- [The input]:
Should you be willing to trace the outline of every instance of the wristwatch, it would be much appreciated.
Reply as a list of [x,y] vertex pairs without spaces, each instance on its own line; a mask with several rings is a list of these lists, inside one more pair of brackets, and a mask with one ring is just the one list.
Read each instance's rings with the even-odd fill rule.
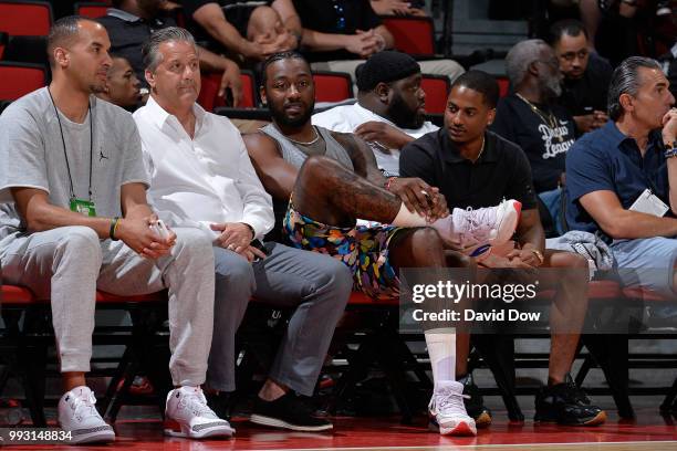
[[532,249],[531,252],[533,252],[537,259],[539,259],[539,263],[543,264],[543,262],[545,261],[545,258],[543,256],[543,252],[539,251],[538,249]]

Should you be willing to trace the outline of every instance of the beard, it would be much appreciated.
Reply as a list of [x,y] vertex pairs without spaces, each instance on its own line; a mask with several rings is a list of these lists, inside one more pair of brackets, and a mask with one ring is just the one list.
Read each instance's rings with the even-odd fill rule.
[[423,127],[426,117],[417,111],[412,111],[399,93],[393,95],[393,99],[386,109],[387,117],[399,128],[417,129]]
[[287,115],[287,112],[284,111],[284,105],[282,105],[282,107],[278,107],[273,103],[270,103],[269,107],[270,114],[275,120],[275,123],[285,127],[300,127],[311,119],[311,116],[313,115],[313,109],[315,108],[315,101],[311,102],[311,104],[308,105],[308,108],[305,108],[305,111],[301,113],[301,115],[299,115],[298,117],[289,117]]
[[562,95],[562,85],[559,77],[539,74],[539,86],[548,98],[558,98]]

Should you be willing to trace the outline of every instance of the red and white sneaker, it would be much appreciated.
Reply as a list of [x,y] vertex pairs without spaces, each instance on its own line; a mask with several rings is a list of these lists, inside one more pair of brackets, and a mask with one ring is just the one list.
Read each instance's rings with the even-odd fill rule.
[[466,397],[460,382],[436,382],[428,405],[429,428],[441,436],[477,436],[475,420],[468,416],[464,405]]
[[435,221],[431,227],[452,249],[469,256],[482,258],[493,247],[500,247],[512,238],[520,219],[522,203],[503,200],[496,207],[455,208],[451,214]]
[[207,437],[231,437],[235,429],[220,419],[207,406],[199,387],[179,387],[167,395],[165,409],[165,434],[205,439]]

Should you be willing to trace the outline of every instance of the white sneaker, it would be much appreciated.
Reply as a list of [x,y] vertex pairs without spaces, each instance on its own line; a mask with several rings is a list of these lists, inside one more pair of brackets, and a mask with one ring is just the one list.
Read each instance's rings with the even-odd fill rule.
[[179,387],[167,395],[165,434],[204,439],[231,437],[235,429],[207,406],[200,387]]
[[59,400],[59,424],[71,432],[71,443],[112,442],[115,431],[96,411],[96,398],[88,387],[75,387]]
[[475,210],[455,208],[450,216],[431,226],[451,248],[469,256],[486,256],[492,247],[510,241],[521,210],[522,203],[514,199]]
[[477,436],[475,420],[466,412],[464,385],[456,381],[436,382],[428,405],[430,429],[441,436]]

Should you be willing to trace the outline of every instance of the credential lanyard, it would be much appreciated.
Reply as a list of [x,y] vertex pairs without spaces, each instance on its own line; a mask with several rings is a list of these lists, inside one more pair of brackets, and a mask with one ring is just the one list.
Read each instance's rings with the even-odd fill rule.
[[[66,170],[69,172],[69,182],[71,186],[71,201],[76,199],[75,197],[75,188],[73,186],[73,177],[71,176],[71,165],[69,164],[69,154],[65,147],[65,138],[63,137],[63,127],[61,126],[61,118],[59,117],[59,111],[56,109],[56,104],[54,103],[54,97],[52,97],[52,92],[48,86],[48,93],[50,94],[50,99],[52,101],[52,106],[54,107],[54,114],[56,115],[56,122],[59,123],[59,132],[61,133],[61,144],[63,145],[63,157],[66,161]],[[87,102],[87,114],[90,115],[90,187],[87,188],[87,192],[90,196],[90,202],[92,201],[92,158],[94,154],[94,118],[92,117],[92,104]]]

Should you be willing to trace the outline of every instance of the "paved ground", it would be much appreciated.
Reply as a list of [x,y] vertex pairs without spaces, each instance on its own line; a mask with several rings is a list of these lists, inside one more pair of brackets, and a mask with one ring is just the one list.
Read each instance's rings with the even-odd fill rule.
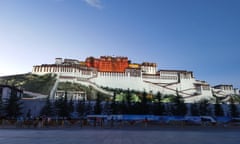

- [Task]:
Write out all of the records above word for word, leaving out the pictures.

- [Output]:
Should you be willing to trace the outline of every instance of the wristwatch, it would be much appreciated.
Reply as a list of [x,y] vertex pairs without spaces, each instance on its own line; a mask with several rings is a list of these lists, inside one more pair of brackets, and a mask with one ring is just the one list.
Read each instance's rings with the even-odd fill rule.
[[532,249],[531,252],[533,252],[537,259],[539,259],[539,263],[543,264],[543,262],[545,261],[545,258],[543,256],[543,252],[539,251],[538,249]]

Should you be willing to trace the outline of every instance of the beard, it would be much appreciated.
Reply as a list of [x,y] vertex pairs without spaces, each instance on its own line; a mask with several rings is a list of these lists, inside one more pair of brackets, and a mask with one ring is just the one list.
Read each instance's rings with the even-odd fill rule.
[[423,127],[426,117],[417,111],[412,111],[399,93],[393,95],[393,99],[386,109],[387,117],[399,128],[417,129]]
[[287,115],[287,112],[284,111],[284,105],[282,105],[282,107],[278,107],[273,103],[270,103],[269,107],[270,114],[275,120],[275,123],[285,127],[300,127],[311,119],[311,116],[313,115],[313,109],[315,108],[315,101],[311,102],[311,104],[308,105],[308,108],[305,108],[305,111],[301,113],[301,115],[299,115],[298,117],[289,117]]
[[562,95],[562,85],[559,77],[539,74],[539,86],[548,98],[558,98]]

Should you be willing to trace the outline of every instance of the red and white sneaker, it would be much appreciated.
Reply as a list of [x,y] vertex pairs without spaces, each instance on its own line; a mask with several rings is a list of these lists, inside one more pair of brackets, and a mask with one ring is just the one list.
Read each instance's rings with the even-odd fill rule.
[[466,397],[460,382],[436,382],[428,405],[429,428],[441,436],[477,436],[475,420],[468,416],[464,405]]
[[435,221],[431,227],[452,249],[469,256],[482,258],[493,247],[500,247],[512,238],[520,219],[522,203],[503,200],[496,207],[455,208],[451,214]]
[[207,437],[231,437],[235,429],[220,419],[207,406],[199,387],[179,387],[167,395],[165,409],[165,434],[205,439]]

Should you be willing to trace the outline of every instance of the white sneaker, it would be much appreciated.
Reply as a list of [x,y] vertex pairs without spaces, each instance on its own line; a mask with several rings is a list of these lists, inside one more pair of brackets, and a mask with one ring is just the one list.
Read each instance's rings with the even-odd fill rule.
[[179,387],[167,395],[165,434],[204,439],[231,437],[235,429],[207,406],[200,387]]
[[59,400],[59,424],[71,432],[71,443],[112,442],[115,431],[96,411],[96,398],[88,387],[75,387]]
[[475,210],[455,208],[450,216],[431,226],[451,248],[469,256],[486,256],[492,247],[510,241],[521,210],[522,203],[514,199]]
[[477,436],[475,420],[466,412],[464,385],[456,381],[436,382],[428,405],[430,429],[441,436]]

Should you be willing to trace the outline of every instance of the credential lanyard, it would be much appreciated.
Reply as a list of [x,y] vertex pairs without spaces, each instance on its own line; a mask with several rings is a list of these lists, inside one more pair of brackets, and a mask with one ring is just the one list.
Read each instance's rings with the even-odd fill rule.
[[[66,170],[69,172],[69,182],[71,186],[71,201],[76,199],[75,197],[75,188],[73,186],[73,177],[71,176],[71,165],[69,164],[69,154],[65,147],[65,138],[63,137],[63,127],[61,126],[61,118],[59,117],[59,111],[56,109],[56,104],[54,103],[54,97],[52,97],[52,92],[48,86],[48,93],[50,94],[50,99],[52,101],[52,106],[54,107],[54,114],[56,115],[56,122],[59,123],[59,132],[61,133],[61,144],[63,145],[63,157],[66,161]],[[87,102],[87,114],[90,115],[90,187],[87,188],[87,192],[90,196],[90,202],[92,201],[92,158],[94,154],[94,118],[92,117],[92,104]]]

Should you be willing to trace the outline of every instance of the "paved ground", it would be much appreciated.
Reply as a list of [x,y] vertex pairs without spaces, each instance on its own line; a mask with several rings is a list of these lists, inside one more pair of brackets, and a mask with one ring is just the one list.
Read each instance's rings with the even-odd fill rule.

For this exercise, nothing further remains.